• [WORK ITEM A]: According to the SceneCode summary below, why could natural-language edits be mapped back to targeted code changes? Answer in one to three sentences.
• [WORK ITEM B]:
Answer these questions from the SceneCode summary below.
(i) How many code-generation strategies can each request be routed to?
(ii) What three things does the persistent registry link?
(iii) For what software are the part-wise programs produced?
• [WORK ITEM C]: Translate this sentence from the SceneCode summary below into Spanish: "Produced assets exhibit cleaner mesh structure than library-sourced alternatives."

• [SUPPLIED PASSAGE]:

====

What carries the argument
The SceneCode pipeline, which routes each AssetRequest to a code-generation strategy and applies an execution-guided repair-and-refine loop to produce valid part-wise Blender programs for articulated objects.
If this is right
- Generated scenes match the original prompt more faithfully than static-mesh pipelines.
- Produced assets exhibit cleaner mesh structure than library-sourced alternatives.
- Assets carry simulator-loadable articulation metadata that supports direct use in physics engines.
- Scene assembly becomes a traceable process in which individual objects can be edited locally without regenerating the entire environment.
Where Pith is reading between the lines
- The same routing-plus-repair mechanism could be tested on prompts that introduce previously unseen object categories to measure generalization beyond the training distribution of indoor furniture.
- Because programs remain human-readable, natural-language edits could be mapped back to targeted code changes, offering a path toward interactive scene refinement that the current evaluation does not yet demonstrate.
- The persistent registry that links requests, programs, and assets may simplify integration with reinforcement-learning pipelines that require repeatable scene variations.
Load-bearing premise
The method will reliably produce valid Blender programs for arbitrary articulated indoor objects when each request is routed to one of five code-generation strategies followed by an execution-guided repair loop.
What would settle it
Run the system on a prompt such as 'a living room containing a sofa whose seat cushion lifts independently' and check whether the exported program loads into a physics simulator with correct joint articulation and without mesh errors.

====

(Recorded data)
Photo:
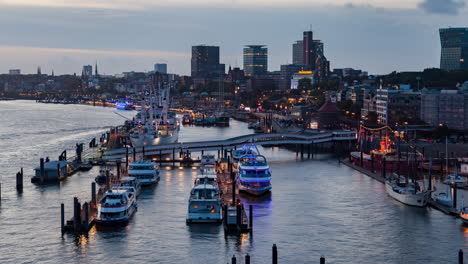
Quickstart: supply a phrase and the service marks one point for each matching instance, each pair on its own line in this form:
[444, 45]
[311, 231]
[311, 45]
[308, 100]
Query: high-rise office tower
[298, 52]
[454, 53]
[255, 60]
[160, 67]
[308, 49]
[205, 62]
[87, 71]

====

• [OUTPUT A]: Natural-language edits could be mapped back to targeted code changes because the programs remain human-readable. This offers a path toward interactive scene refinement, which the current evaluation does not yet demonstrate.

• [OUTPUT B]:
(i) Five.
(ii) Requests, programs, and assets.
(iii) Blender.

• [OUTPUT C]: Los recursos producidos presentan una estructura de malla más limpia que las alternativas obtenidas de bibliotecas.